# Problem description
What might come next in the article on Axonics? Continue it from its final sentence.

# Source passage

--- START ---

Then COVID hit, causing a temporary slowdown.

“We managed to sell $110 million in the first year, even though we were on the sidelines for three months. It was pretty cool.

“We had a unique product, people in need. We had an exciting alternative to the incumbent.”


Overactive bladders affect an estimated 87 million adults in the U.S. and Europe, Axonics said. About 40 million adults are reported to suffer from fecal incontinence and accidental bowel leakage.

Axonics says its sacral neuromodulation systems sends electrical signals to the sacral nerve to help regulate the bladder and bowels. Axonics’ typical patient is a 55-year-old woman suffering from bladder incontinence.

In 2021, Axonics paid $200 million to acquire Contura Ltd., a maker of a hydrogel-based injection called Bulkamid to help treat stress urinary incontinence. Cohen said Bulkamid alone is already generating more than $75 million in annual sales.

Nowadays, Axonics features two implantable devices: one with a rechargeable battery that needs to be charged for one hour every six to 12 months and a larger device that doesn’t need recharging.

Each product can last 17 to 24 years or more in a body and has 90% efficacy. Its key advantage is the longevity and efficacy over Medtronic, which has a device that lasts eight to 10 years, Cohen said.

“It is clear to the most casual observer that we have better products. This stuff just flat-out works.”

Golden Bachelor Clients

Last year also saw another breakthrough for Axonics; its first year of profitability.

“It’s a big accomplishment because at sub-$500 million, it’s almost impossible to make money in the medical device business,” Cohen said. “It’s because of infrastructure costs. We’re the most highly regulated industry in America.

“Quality is so important. These are devices designed to last a long time in people’s bodies. They cannot fail.”

Cohen knew he couldn’t just rely on doctors’ word of mouth to spread the news on Axonics.

--- END ---

# Supplied entries
--- START ---

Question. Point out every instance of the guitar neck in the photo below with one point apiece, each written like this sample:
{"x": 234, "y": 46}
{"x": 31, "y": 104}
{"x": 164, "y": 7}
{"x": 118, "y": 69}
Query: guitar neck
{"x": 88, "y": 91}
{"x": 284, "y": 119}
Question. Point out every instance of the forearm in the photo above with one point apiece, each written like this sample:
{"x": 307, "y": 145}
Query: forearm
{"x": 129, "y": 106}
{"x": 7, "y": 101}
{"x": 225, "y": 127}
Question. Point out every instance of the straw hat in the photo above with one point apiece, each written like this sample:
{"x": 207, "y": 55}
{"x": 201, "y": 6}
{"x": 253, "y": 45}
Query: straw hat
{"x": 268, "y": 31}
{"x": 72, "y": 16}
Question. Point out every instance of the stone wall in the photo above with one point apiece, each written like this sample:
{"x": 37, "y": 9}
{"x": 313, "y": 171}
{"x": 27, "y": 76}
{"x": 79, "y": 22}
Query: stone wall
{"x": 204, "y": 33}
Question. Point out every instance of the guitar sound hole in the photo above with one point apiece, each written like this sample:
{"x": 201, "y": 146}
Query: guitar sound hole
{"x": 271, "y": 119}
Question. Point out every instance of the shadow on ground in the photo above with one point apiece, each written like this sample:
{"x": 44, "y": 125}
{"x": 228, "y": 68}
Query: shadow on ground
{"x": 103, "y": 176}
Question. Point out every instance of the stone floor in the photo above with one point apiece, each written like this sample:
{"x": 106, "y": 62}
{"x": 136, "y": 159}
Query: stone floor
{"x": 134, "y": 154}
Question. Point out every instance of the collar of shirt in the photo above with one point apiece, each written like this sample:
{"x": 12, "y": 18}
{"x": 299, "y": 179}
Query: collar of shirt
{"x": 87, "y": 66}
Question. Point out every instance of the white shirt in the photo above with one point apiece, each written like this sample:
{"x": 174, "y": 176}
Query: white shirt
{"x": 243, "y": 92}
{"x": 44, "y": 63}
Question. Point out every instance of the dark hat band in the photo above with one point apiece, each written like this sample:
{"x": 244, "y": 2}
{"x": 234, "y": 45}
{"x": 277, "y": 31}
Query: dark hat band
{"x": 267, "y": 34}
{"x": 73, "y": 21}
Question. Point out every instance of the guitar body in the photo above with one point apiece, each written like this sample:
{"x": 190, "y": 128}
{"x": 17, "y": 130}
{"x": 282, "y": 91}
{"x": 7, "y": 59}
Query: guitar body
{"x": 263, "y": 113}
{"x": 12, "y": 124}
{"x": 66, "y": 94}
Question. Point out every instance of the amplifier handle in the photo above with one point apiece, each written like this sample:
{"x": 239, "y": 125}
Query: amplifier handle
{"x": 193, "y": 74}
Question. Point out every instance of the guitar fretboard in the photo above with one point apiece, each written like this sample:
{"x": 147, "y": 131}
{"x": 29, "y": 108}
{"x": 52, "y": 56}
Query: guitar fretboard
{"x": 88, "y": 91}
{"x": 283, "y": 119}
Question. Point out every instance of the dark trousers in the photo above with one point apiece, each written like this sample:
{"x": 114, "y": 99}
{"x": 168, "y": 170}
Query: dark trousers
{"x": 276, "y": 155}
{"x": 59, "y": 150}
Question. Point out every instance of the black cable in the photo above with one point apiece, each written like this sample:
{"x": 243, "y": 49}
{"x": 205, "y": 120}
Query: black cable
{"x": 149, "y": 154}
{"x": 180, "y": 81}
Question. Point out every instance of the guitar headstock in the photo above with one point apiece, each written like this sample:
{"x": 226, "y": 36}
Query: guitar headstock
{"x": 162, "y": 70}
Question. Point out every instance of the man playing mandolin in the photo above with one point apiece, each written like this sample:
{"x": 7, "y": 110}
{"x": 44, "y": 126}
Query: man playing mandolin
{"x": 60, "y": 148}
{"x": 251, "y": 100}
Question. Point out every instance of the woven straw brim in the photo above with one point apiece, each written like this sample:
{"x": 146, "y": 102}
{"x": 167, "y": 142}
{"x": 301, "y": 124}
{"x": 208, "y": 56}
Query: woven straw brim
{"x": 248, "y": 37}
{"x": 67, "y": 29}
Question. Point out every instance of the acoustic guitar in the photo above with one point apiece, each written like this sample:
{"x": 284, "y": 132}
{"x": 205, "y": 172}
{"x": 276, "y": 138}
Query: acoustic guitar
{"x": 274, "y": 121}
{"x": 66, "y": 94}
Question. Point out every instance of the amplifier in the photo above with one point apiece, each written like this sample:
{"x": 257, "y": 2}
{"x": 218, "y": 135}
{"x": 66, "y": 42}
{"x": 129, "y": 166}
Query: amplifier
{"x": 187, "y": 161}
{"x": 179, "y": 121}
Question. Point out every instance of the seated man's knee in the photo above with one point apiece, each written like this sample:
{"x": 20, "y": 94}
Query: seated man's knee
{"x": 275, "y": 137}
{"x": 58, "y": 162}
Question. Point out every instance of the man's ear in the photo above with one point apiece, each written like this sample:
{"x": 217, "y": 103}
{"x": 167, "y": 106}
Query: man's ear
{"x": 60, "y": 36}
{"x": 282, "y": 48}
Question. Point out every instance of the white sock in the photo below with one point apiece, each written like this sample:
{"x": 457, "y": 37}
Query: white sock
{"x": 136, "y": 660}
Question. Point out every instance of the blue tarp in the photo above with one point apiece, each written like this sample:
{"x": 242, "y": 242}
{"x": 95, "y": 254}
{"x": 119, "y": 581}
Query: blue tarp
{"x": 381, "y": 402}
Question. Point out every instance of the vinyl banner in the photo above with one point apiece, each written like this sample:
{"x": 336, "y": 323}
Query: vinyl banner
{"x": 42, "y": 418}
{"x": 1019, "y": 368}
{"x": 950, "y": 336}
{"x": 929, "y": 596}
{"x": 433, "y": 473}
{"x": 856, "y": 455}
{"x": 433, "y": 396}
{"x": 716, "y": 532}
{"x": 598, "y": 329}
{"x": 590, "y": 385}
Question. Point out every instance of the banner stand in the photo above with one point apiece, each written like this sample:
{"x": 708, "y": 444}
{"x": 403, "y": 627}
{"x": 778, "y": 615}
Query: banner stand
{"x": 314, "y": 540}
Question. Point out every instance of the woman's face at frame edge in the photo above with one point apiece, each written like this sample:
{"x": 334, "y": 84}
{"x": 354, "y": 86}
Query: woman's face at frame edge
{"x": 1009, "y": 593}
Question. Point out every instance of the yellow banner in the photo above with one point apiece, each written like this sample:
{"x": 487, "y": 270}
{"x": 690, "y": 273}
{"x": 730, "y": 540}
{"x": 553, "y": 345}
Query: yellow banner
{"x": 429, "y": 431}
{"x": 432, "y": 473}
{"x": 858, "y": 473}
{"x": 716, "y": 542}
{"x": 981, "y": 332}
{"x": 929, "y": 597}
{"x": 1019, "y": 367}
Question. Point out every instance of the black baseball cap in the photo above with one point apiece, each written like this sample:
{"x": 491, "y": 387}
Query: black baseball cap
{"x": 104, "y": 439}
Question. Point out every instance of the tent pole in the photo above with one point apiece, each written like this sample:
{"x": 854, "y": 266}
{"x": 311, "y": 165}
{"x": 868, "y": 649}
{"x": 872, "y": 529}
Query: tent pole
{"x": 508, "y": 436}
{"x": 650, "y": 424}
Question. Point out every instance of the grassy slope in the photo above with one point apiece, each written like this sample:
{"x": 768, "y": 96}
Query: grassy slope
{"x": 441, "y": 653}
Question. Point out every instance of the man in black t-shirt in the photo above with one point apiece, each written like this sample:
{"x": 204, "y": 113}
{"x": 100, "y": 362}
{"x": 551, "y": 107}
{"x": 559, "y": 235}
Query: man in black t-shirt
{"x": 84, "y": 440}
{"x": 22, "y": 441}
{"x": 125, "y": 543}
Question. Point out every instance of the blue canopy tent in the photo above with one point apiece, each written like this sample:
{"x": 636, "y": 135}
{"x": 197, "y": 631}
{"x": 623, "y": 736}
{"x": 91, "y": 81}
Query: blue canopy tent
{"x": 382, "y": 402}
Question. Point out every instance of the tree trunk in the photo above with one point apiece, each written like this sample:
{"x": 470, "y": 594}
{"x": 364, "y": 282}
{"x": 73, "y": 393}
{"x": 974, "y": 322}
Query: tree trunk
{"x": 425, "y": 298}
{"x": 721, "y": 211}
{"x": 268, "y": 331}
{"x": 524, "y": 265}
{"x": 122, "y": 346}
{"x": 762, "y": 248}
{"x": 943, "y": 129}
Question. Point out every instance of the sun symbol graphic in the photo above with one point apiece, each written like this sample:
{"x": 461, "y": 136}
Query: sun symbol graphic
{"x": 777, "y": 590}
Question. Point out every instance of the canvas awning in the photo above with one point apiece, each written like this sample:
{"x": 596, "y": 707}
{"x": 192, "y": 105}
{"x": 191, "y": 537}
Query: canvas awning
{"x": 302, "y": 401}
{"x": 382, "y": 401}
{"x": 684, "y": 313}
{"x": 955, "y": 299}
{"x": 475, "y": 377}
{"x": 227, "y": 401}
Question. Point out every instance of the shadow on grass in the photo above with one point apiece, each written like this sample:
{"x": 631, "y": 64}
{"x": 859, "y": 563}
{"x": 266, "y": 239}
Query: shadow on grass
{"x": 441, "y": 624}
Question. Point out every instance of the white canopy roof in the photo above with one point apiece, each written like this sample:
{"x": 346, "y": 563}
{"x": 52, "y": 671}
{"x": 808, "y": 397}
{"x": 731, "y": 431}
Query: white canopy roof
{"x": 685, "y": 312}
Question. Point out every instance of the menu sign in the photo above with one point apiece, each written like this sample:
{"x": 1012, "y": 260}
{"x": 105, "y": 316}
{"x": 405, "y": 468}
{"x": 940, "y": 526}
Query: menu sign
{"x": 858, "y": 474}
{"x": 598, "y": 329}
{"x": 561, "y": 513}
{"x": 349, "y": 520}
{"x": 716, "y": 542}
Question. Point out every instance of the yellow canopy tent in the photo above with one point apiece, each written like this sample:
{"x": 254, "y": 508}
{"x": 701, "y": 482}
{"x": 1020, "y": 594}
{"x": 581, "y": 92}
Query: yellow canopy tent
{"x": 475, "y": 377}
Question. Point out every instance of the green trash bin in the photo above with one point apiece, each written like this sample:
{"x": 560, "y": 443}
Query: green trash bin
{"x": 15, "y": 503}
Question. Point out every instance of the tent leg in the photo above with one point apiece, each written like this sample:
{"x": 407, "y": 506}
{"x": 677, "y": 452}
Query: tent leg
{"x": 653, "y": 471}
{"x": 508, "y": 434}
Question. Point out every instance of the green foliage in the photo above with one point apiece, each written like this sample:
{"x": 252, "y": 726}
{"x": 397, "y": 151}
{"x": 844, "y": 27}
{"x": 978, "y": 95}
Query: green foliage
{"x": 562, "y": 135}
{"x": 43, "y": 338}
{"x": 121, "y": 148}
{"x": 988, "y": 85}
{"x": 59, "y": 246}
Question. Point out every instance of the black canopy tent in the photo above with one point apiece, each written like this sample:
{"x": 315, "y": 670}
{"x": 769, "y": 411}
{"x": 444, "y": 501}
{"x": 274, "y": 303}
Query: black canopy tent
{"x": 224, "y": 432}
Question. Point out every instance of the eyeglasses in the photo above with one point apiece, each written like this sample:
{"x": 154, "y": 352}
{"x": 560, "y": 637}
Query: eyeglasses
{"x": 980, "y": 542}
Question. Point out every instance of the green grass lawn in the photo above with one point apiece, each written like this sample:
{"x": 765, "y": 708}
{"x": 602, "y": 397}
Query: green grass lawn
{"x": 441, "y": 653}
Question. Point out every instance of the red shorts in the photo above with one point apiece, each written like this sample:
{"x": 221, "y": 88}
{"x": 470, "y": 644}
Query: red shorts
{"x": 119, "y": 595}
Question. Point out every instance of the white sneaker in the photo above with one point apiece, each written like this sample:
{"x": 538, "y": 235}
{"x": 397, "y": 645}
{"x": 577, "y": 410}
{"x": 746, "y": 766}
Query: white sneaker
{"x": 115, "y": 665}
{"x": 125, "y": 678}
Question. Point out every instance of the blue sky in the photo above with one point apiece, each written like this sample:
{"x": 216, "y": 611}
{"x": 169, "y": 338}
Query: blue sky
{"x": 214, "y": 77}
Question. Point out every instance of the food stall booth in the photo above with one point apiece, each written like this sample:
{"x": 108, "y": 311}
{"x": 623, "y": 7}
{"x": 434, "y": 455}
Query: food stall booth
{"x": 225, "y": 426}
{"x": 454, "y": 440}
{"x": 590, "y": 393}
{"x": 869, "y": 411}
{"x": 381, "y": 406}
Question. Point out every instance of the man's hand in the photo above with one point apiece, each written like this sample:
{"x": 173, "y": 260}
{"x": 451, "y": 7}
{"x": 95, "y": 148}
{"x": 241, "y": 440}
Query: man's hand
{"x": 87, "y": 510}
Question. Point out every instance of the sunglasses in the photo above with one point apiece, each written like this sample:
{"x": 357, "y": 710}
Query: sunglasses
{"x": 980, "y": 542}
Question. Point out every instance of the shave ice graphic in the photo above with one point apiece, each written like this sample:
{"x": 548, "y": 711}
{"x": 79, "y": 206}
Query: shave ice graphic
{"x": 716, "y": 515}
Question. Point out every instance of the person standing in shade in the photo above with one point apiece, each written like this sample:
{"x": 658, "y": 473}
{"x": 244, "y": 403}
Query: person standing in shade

--- END ---

# Answer to this task
The company undertook a $15­ million annual advertising campaign called “Find Real Relief.” Its website attracts 250,000 unique visitors monthly, 6% of whom fill out an online symptom survey.

It’s advertised on hit shows like “The Golden Bachelor,” which “really spiked up the response,” Cohen said.

The campaign has been “incredibly successful.”

“We tell them that you don’t have to live with incontinence. We can treat you. And it’s covered by insurance.”

Currently, about 4,000 physicians in the U.S. are trained to implant the devices. Axonics estimates it has a 35% market share with about 1,500 doctors who are customers.

“We have a huge team. We’ve got good momentum. We’ve got great products. It’s just a matter of time before we’re the market leader.”

The Key to a Successful Business

Raymond­ Cohen has one word for making a successful business: employees.

“The key to success is surrounding oneself with the highest quality people that you can enroll in the vision,” the Axonics Inc. chief executive said.

“I’ve come into contact with phenomenal technical people. I have relationships with a group of three to four dozen technical people here in Orange County that I’ve worked with for 25 years. That’s the key—it’s all about the people.

“Products don’t invent themselves. They don’t engineer themselves. They don’t manufacture themselves. And products also don’t sell themselves.”

Axonics pays 100% of its employees’ healthcare costs so employees know that the company cares about them and their families, Cohen said.

“People always ask me what I’m most proud of—the fact that 815 people have great jobs. We pay them well. We give them great benefits. The company’s been successful, and people are making money and taking care of their families. In the end, that’s what it’s all about.

“As an entrepreneur, that’s a big part of what drives a lot of us.”

OC Pride

Cohen is also bullish on Orange County’s medical device industry, pointing out other giant companies with operations here, such as Edwards Lifesciences and Axonics’ main competitor, Medtronic.

“Orange County is the center of the medical device universe in America. We have more medical device companies here than anywhere else in America. We have the talent. We have the universities.

“If you’re going to start a company, you should be here in Orange County.”